WRITTEN INSTRUCTION: Reproduce the listing below character for character; drop every image.

(Dataset rows)

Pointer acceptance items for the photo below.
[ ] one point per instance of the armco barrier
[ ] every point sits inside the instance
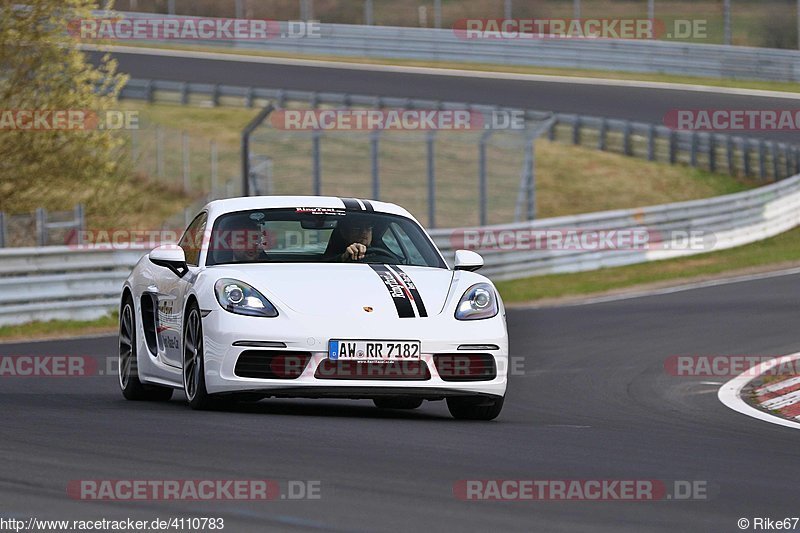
(63, 282)
(426, 44)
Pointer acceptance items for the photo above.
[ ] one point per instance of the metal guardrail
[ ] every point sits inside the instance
(65, 282)
(660, 57)
(735, 155)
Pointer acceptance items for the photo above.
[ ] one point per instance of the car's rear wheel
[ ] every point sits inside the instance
(475, 407)
(399, 402)
(194, 375)
(132, 387)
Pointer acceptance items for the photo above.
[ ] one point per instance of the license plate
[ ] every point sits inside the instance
(373, 351)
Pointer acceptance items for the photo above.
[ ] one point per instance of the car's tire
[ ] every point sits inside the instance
(475, 407)
(132, 387)
(397, 402)
(194, 375)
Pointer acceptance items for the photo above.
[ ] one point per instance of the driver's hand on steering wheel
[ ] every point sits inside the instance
(354, 252)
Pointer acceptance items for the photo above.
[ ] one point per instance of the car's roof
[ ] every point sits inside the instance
(220, 207)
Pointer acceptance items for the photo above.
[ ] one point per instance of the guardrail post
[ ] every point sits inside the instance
(712, 153)
(186, 164)
(248, 130)
(369, 19)
(306, 10)
(80, 223)
(530, 183)
(729, 153)
(317, 164)
(482, 179)
(148, 91)
(726, 7)
(627, 145)
(249, 97)
(673, 147)
(134, 146)
(576, 131)
(787, 161)
(774, 154)
(602, 135)
(214, 169)
(431, 141)
(551, 133)
(159, 152)
(746, 155)
(41, 227)
(374, 153)
(797, 161)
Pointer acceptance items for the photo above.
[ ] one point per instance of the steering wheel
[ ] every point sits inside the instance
(375, 252)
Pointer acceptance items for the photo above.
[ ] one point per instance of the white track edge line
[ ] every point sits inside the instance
(730, 393)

THE OUTPUT:
Pointer acceptance items for the photo below.
[ ] one point per instance of the armco barrier
[ ] every point sits inside the instance
(63, 282)
(426, 44)
Pointer acceptance items for the photo above.
[ ] one point per instance of the metal guardrail
[ ] every point sits inside the instance
(65, 282)
(660, 57)
(735, 155)
Pointer acceptance items for the photo above.
[ ] one point per instance of the car's rear wheel
[ ] every point sits inside the instance
(475, 407)
(399, 402)
(194, 375)
(132, 387)
Pointer acceptance items for the photo above.
[ ] one point per instance of the license plate
[ ] every point sits inside the instance
(373, 351)
Pointer acceptance items for the photo above.
[ ] one point per instance of the car's tire
[ ] every point sits inside the instance
(475, 407)
(132, 387)
(397, 402)
(194, 375)
Pointer acceptance items for the photo above.
[ ] one point per instance of the driver's hand on steering wheel
[ ] every point sits inside the instance
(354, 252)
Pointer acceptance items for the photo above.
[ ] one point per instance of the car's roof
[ ] every point sits inside the instance
(220, 207)
Pointer acceptance items for the photo above.
[ ] one point per instance of the guardrail post
[ ] every point sits inside the instance
(712, 153)
(186, 164)
(248, 130)
(369, 19)
(306, 10)
(80, 223)
(530, 183)
(729, 153)
(317, 164)
(482, 179)
(148, 91)
(726, 7)
(627, 145)
(249, 97)
(673, 147)
(134, 146)
(576, 131)
(787, 161)
(774, 154)
(602, 135)
(214, 169)
(431, 141)
(551, 133)
(159, 152)
(746, 155)
(41, 227)
(374, 153)
(797, 161)
Pointer acceptance items for the photo above.
[ ] one point per instance of the steering wheel
[ ] every point sits inside the instance
(375, 252)
Pointer acceptance items for the photo above.
[ ] one point per instance of the white track edge line
[ ] every point sits inside the instance
(730, 393)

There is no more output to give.